→ **Document text**
=======

Schoutsen, who works as a senior software engineer for AppFolio in San Diego, has attracted 20 active contributors to the project. Home Assistant is now fairly mature, with updates every two weeks and support for more than 240 different smart devices and services. The open source (MIT license) software runs on anything that can run Python 3 — from desktop PCs to a Raspberry Pi, and counts thousands of users around the world.

Like most automation systems, Home Assistant offers mobile and desktop browser clients to control smart home devices from afar. It differs from most commercial offerings, however, in that it has no hub appliance, which means there are no built-in radios. You can add precisely which radios you want, however, using USB sticks. There’s also no cloud component, but Schoutsen argues that any functionality you might sacrifice because of this is more than matched by better security, privacy, and resiliency.

“There is no dependency on a cloud provider,” said Schoutsen. “Even when the Internet goes down, the home doesn’t shut down, and your very private data stays in your home.”

Schoutsen did not offer much of a promo in his presentation, but quickly set to work explaining how the platform works. Since Home Assistant is not radically different from other IoT frameworks — one reason why it interfaces easily with platforms ranging from Nest to Arduino to Kodi — the presentation is a useful introduction to IoT concepts.

To get a better sense of Home Assistant’s strengths, I recently asked Schoutsen for his elevator pitch. He highlighted the free, open source nature of the software, as well as the privacy and security of a local solution. He also noted the ease of setup and discovery, and the strength of the underlying Python language.

“Python makes it very easy to extend the system,” Schoutsen told me. “As a dynamic language, it allows a flexibility that Java developers can only dream off. It is very easy to test out and prototype new pieces on an existing installation without breaking things permanently. With the recent introduction of MicroPython, which runs on embedded systems as Arduino and ESP8266, we can offer a single language for all levels of IoT: from sensors to automation to integration with third-party services.”

In Schoutsen’s ELC 2016 presentation, he described how Home Assistant is an event-driven program that incorporates a state machine that keeps track of “entities” — all the selected devices and people you want to track. Each entity has an identifier, a state condition, and attributes. The latter describes more about the state, such as the color and intensity of the light on a Philips Hue smart bulb.

To integrate a Philips Hue into the system, for example, you would need to use a light “component,” which is aware of the bulb and how to read its state (off or on). Home Assistant offers components for every supported device or service, as well as easy access to component groups such as lights, thermostats, switches, and garage doors. Setup is eased with a network discovery component that scans the network, and if you have a supported device, sets it up automatically. 

The software is further equipped with a service registry, which provides services over the event bus. “We can register the turn-on command for a light, and have it send an email or SMS,” said Schoutsen. “A timer can send a time change event every second, and a component can ask to be notified at a particular time, or in intervals. Based on time change events, it will trigger the callback of the components.”

=======

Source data
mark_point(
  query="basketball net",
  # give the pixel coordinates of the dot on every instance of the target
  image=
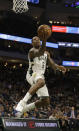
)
(20, 6)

=======

→ **Goal of the exercise**
Answer these questions from the text about Home Assistant.
(a) How often does Home Assistant receive updates?
(b) Since there is no hub appliance, what can users add radios with?
(c) What three things does each entity have?

→ **Task answer**
(a) Every two weeks.
(b) USB sticks.
(c) An identifier, a state condition, and attributes.